# Reading passage
And every time we came back with mulch, or gypsum, or manure, Nosy Nancy would poke her head through the shrubs to see what we were or were not doing.   When the husband dug the pit for the water garden, Nosy Nancy called "The Committee" on us, and I spoke with the committee and pointed out where water gardens, which hold storm water run off and allow the water to slowly penetrate into the soil instead of washing into the storm water sewers, are exempt from civic associations in Maryland if they aren't proximate to the public right of way.  In fact, Maryland is looking at giving resident tax credits for creating the swails and planting them with native plants.  Everyone wins.

But Nancy was undaunted.  "Well I could fall in that pit," which is 10" deep, "if I were walking in your back yard," she pointed out.

"Yes, you could, but what would you be doing in our back yard?" I asked.

"Well, Marley," her weazened dog, "could jump the fence if he were chasing a squirrel."  Really? The hound is so old it qualifies for social security.  But no, "Really," according to Nancy.

While all this was going on, Nosy Nancy's grass was growing and growing and growing.  In fact, she hasn't cut it yet and is well past the point of being able to stand under its own weight.   On her latest snooping ("Well, what are we planning on doing today?") I asked her how does her garden grow?

"Well, we're getting out mower blade repaired at the hardware and it should be ready any day."  That was two weeks ago.

On Monday she was all aflutter.  "Randy down the street will be cutting our yard once his mower is ready for the season!"

On Wednesday I saw her while walking the dogs and she started in on me and the mulching I had been working on and how the neighborhood association preferred hardwood mulch to pine bark chips, and blah, blah, blah.  I tried to bite my tongue, but "You know Nancy, if you put all this effort into cutting each blade of grass  in your yard by hand with nail scissors, the yard would have been cut by now," slipped out before I could stop myself.  Nancy looked at me with some disbelief.  "You, too?" says she.

# Entries drawn from a collection
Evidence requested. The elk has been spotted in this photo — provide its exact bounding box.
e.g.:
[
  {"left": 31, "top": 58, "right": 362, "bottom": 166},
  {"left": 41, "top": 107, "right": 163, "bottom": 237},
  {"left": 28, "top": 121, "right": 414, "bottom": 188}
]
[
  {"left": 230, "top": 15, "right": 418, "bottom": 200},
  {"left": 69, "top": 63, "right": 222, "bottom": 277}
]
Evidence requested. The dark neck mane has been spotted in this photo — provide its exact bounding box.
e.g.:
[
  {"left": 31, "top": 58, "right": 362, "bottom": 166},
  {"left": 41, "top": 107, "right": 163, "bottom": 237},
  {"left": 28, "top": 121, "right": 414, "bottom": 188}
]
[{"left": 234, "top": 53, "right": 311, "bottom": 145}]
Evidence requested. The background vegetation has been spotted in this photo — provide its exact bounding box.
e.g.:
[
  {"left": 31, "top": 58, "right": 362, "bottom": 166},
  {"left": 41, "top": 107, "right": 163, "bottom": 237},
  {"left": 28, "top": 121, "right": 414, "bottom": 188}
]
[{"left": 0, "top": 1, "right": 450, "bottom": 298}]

# Work to complete
1. Report each line of the listing that contains the string "photo".
2. Write what comes next in the account of the nosy neighbor and her unmowed lawn, picking up after its final line.

# The responses
1.
Evidence requested. The elk has been spotted in this photo — provide its exact bounding box.
Evidence requested. The dark neck mane has been spotted in this photo — provide its exact bounding box.
Evidence requested. The background vegetation has been spotted in this photo — provide its exact bounding box.

2.
Yes. Me too.

Evidently the neighborhood was by now, abuzz as well. I understand that Miriam heard from Missy who told Debbie who's son plays t-ball with Audra who lives next to someone that we'll just refer to as the "Woman in the Cream Colored House" that the "The Committee" stopped by Nancy's house Wednesday evening to have a talk with her about her yard.  Evidently, it is Nosy Nancy who has crossed the line, and the Realtor who listed the side-hall "not to be missed" colonial was getting unflattering comments from potential buyers who were concerned about the house down the street and its "condition."

So action is being taken.  So the rumor goes.

So last night, well into the wee hours we heard the chug of the lawn mower as Nosey Nancy ordered her husband Miles, a Judge, about as he tried valiantly to get her yard cut, and the engine's white noise lulled us into a deep sleep.

The husband reports this morning that the yard is haphazardly cut, so today, if the weather behaves I'll sneak over with our lawn mower and neaten it up for her.

After all, what are neighbors for.


  1. you're going to go into her yard? with your mower?
    cookie, i'm surprised at you.

    1. It all depends on the weather. Besides, she'll be at her job, which is teaching students in a "success academy" (code for expelled and suspended students harboring knives).